• **WRITTEN PROBLEM**:
Reproduce every one of the records below word for word, leaving the pictures out of your copy.
____ PROVIDED INFORMATION
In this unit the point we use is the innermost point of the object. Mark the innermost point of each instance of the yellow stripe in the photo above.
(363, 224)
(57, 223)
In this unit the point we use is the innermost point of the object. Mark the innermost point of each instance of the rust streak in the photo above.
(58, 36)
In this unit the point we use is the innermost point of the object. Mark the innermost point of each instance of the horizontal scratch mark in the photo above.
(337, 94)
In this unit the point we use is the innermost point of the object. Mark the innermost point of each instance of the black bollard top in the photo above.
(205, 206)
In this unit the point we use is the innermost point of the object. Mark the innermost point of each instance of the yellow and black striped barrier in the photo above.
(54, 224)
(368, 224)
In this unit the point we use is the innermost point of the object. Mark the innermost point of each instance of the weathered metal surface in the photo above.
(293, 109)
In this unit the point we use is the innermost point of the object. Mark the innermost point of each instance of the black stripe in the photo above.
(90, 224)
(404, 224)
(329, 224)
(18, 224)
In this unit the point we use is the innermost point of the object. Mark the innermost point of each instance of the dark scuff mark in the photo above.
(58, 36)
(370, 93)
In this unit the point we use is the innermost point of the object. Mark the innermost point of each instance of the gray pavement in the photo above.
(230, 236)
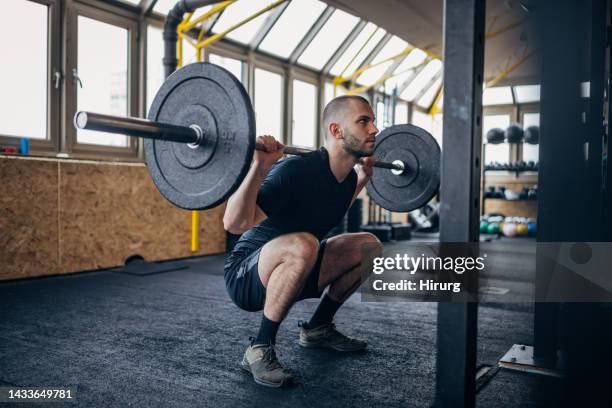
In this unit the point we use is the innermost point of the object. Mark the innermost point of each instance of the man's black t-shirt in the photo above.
(300, 194)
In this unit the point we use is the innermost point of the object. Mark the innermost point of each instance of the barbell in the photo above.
(200, 138)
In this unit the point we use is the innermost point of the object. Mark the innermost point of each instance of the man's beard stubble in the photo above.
(352, 146)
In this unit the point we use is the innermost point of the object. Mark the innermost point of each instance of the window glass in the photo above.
(238, 12)
(527, 93)
(406, 69)
(401, 113)
(501, 95)
(268, 103)
(23, 71)
(291, 27)
(164, 6)
(354, 55)
(155, 66)
(328, 39)
(422, 120)
(381, 122)
(426, 100)
(232, 65)
(422, 79)
(304, 123)
(499, 152)
(392, 48)
(103, 70)
(531, 152)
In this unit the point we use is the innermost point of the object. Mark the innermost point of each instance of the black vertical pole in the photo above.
(460, 190)
(607, 173)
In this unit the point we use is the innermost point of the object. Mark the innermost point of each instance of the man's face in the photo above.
(359, 130)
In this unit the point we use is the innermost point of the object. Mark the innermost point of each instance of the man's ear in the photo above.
(335, 130)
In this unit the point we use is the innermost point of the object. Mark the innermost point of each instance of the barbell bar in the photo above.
(191, 135)
(200, 135)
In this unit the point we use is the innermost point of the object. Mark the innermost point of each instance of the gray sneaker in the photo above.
(327, 336)
(261, 361)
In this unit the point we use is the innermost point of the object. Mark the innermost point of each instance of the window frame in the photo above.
(298, 76)
(285, 95)
(50, 145)
(69, 142)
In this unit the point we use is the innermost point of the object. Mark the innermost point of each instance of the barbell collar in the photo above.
(136, 127)
(191, 135)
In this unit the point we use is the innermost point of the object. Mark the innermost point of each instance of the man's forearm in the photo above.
(361, 182)
(242, 206)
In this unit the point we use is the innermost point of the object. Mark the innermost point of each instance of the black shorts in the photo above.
(244, 285)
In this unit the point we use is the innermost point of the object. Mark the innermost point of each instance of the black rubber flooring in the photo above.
(175, 339)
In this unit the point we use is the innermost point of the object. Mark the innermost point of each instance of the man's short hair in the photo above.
(335, 109)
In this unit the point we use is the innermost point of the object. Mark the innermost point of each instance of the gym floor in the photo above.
(175, 339)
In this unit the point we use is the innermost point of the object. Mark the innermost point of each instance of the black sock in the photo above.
(267, 331)
(325, 312)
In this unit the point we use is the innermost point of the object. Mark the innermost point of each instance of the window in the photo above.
(327, 41)
(527, 93)
(354, 55)
(304, 128)
(501, 95)
(238, 12)
(23, 72)
(232, 65)
(531, 152)
(268, 103)
(422, 120)
(392, 48)
(291, 27)
(155, 66)
(427, 99)
(401, 113)
(422, 79)
(499, 152)
(406, 69)
(102, 68)
(381, 122)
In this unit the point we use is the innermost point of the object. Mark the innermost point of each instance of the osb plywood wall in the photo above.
(59, 216)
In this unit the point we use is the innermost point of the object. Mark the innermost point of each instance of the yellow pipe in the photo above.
(195, 229)
(179, 51)
(185, 21)
(217, 8)
(492, 34)
(434, 107)
(219, 36)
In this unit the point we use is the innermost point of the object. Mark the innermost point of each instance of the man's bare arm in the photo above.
(242, 211)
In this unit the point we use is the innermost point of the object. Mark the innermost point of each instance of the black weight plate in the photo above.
(420, 182)
(211, 97)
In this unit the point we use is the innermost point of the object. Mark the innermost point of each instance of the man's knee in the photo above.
(372, 241)
(363, 242)
(302, 248)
________
• **SOLUTION FOR THIS TASK**:
In this unit the point we use is the innermost point of the object. Mark the innermost point of each instance of the yellow stripe in the photo above.
(363, 224)
(57, 223)
In this unit the point we use is the innermost point of the object. Mark the innermost point of each instance of the rust streak in the photo above.
(58, 36)
In this unit the point we use is the innermost point of the object. Mark the innermost point of each instance of the horizontal scratch mark in the photo above.
(337, 94)
In this unit the point we use is the innermost point of the object. Mark the innermost point of each instance of the black bollard top in the photo above.
(205, 206)
In this unit the point we use is the innermost point of the object. Mark the innermost point of each instance of the yellow and black striped barrier in the photo above.
(54, 224)
(368, 224)
In this unit the point we use is the innermost point of the object. Mark the innermost point of each instance of the weathered metal surface in the photo above.
(293, 109)
In this unit the point we use is the innermost point of the object. Mark the innermost point of each instance of the black stripe in the photo above.
(90, 224)
(404, 224)
(329, 224)
(18, 224)
In this unit the point we use is the innermost point of the object. Mark the innermost point of each instance of the dark scuff mark in the photo above.
(58, 36)
(370, 93)
In this unit the point we use is the innermost point of the object. Mark the innermost point of each instance of the gray pavement in the photo above.
(230, 236)
In this unit the point we use is the innermost point of the object. Mark the innermost point of each instance of the man's black t-shirt in the photo above.
(300, 194)
In this unit the point we use is the innermost point of the object. Mark the innermost point of each instance of the barbell in the photo above.
(200, 138)
In this unit the point we use is the innermost point of the object. Mark the innermost point of each instance of the man's beard stubble in the photo above.
(352, 146)
In this unit the point we use is the innermost point of the object. Mark the innermost point of each instance of the window glass in the photo above.
(238, 12)
(527, 93)
(406, 69)
(401, 113)
(501, 95)
(268, 103)
(23, 71)
(291, 27)
(164, 6)
(354, 55)
(155, 66)
(328, 39)
(422, 120)
(381, 122)
(426, 100)
(232, 65)
(422, 79)
(304, 123)
(499, 152)
(392, 48)
(103, 70)
(531, 152)
In this unit the point we use is the innermost point of the object. Mark the innermost point of each instance of the black vertical pole in the photo above.
(460, 190)
(607, 173)
In this unit the point we use is the innermost point of the object. Mark the innermost point of each instance of the man's face in the photo above.
(359, 130)
In this unit the point we use is the innermost point of the object. Mark the innermost point of each instance of the man's ear in the photo above.
(335, 130)
In this unit the point we use is the innermost point of the object. Mark the innermost point of each instance of the barbell bar in the photo above.
(191, 135)
(200, 135)
In this unit the point we use is the innermost point of the object. Mark the innermost point of each instance of the gray sneaker in the photo above.
(327, 336)
(261, 361)
In this unit the point we use is the innermost point of the object. Mark the innermost point of each instance of the window frame in the photo above.
(298, 76)
(285, 95)
(50, 145)
(69, 142)
In this unit the point we use is the innermost point of the object. Mark the innermost point of each instance of the barbell collar in the photo above.
(136, 127)
(191, 135)
In this unit the point we use is the innermost point of the object. Mark the innermost point of each instance of the man's forearm in the photo above.
(361, 182)
(242, 206)
In this unit the point we use is the innermost point of the object. Mark the innermost point of each instance of the black shorts in the photo above.
(244, 285)
In this unit the point we use is the innermost point of the object. Mark the innermost point of each instance of the black rubber flooring in the photo above.
(175, 339)
In this unit the point we use is the innermost point of the object. Mark the innermost point of each instance of the man's short hair in the photo above.
(335, 109)
In this unit the point we use is the innermost point of the object. Mark the innermost point of each instance of the gym floor in the photo above.
(175, 339)
In this unit the point we use is the innermost point of the object. Mark the innermost point of each instance of the black sock in the photo above.
(267, 331)
(325, 312)
In this unit the point we use is the innermost point of the object. Mark the innermost point of each instance of the window in the photo above.
(327, 41)
(527, 93)
(354, 55)
(304, 128)
(501, 95)
(238, 12)
(23, 72)
(232, 65)
(531, 152)
(268, 103)
(422, 120)
(392, 48)
(291, 27)
(155, 66)
(427, 99)
(401, 113)
(422, 79)
(499, 152)
(406, 69)
(102, 68)
(381, 122)
In this unit the point we use is the innermost point of the object. Mark the innermost point of each instance of the osb plywood wall in the photo above.
(59, 216)
In this unit the point we use is the innermost point of the object. Mark the innermost point of each instance of the yellow pipe in the photo above.
(195, 229)
(179, 51)
(185, 21)
(217, 8)
(492, 34)
(434, 107)
(219, 36)
In this unit the point we use is the innermost point of the object. Mark the innermost point of each instance of the man's bare arm in the photo above.
(242, 211)
In this unit the point we use is the innermost point of the object. Mark the innermost point of each instance of the black weight plate in the photo above.
(420, 182)
(211, 97)
In this unit the point we use is the innermost point of the object. Mark the innermost point of each instance of the man's knee in the photo above.
(372, 241)
(363, 242)
(302, 248)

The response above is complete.